Texto proporcionado:
============================================================
El imposible nacionalismo navarro
Analiza el autor las perspectivas que se abren en Navarra con la desaparición electoral de Batasuna y el cambio en la forma de elegir al presidente de la comunidad.
Al escribir estas líneas sobre las elecciones del domingo pienso en los cambios que hemos vivido en Navarra durante estos últimos veinticinco años; porque entonces el futuro estaba poblado de sombras: en ese mismo mes de mayo de 1978 un guardia civil fue apuñalado en el Casco Viejo de Pamplona por un grupo de manifestantes de partidos extremistas de izquierda, según recogían las noticias de prensa, y murió días después; la actividad callejera de las tramas negras de la ultraderecha no era infrecuente por aquellos días; cinco personas, una de ellas en Pamplona, habían sido asesinadas por terroristas de ETA en ese mes. La tensión acumulada acabaría arrasando las calles en los Sanfermines tras el brutal desalojo policial en la plaza de toros el 8 de julio. Un balazo segó la vida de un mozo pamplonés poco después. Con todas las dificultades el proceso democrático avanzaba y también en julio, como resultado del consenso alcanzado en el Congreso de los Diputados, se aprobaba por una amplísima mayoría parlamentaria el proyecto de Constitución Española.
============================================================
Enunciado 1: Convierta la totalidad de los registros que figuran a continuación en una lista JSON de cadenas, con una cadena por cada línea y omitiendo las líneas en blanco.

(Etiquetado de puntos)
============================================================
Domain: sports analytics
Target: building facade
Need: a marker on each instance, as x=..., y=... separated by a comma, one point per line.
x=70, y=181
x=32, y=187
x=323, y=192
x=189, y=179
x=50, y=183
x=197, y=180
============================================================
Enunciado 2: Transcriba el fragmento del artículo sobre el nacionalismo navarro desde "El imposible nacionalismo" hasta "de la comunidad.".

Respuesta 1:
[
  "Domain: sports analytics",
  "Target: building facade",
  "Need: a marker on each instance, as x=..., y=... separated by a comma, one point per line.",
  "x=70, y=181",
  "x=32, y=187",
  "x=323, y=192",
  "x=189, y=179",
  "x=50, y=183",
  "x=197, y=180"
]

Respuesta 2:
El imposible nacionalismo navarro
Analiza el autor las perspectivas que se abren en Navarra con la desaparición electoral de Batasuna y el cambio en la forma de elegir al presidente de la comunidad.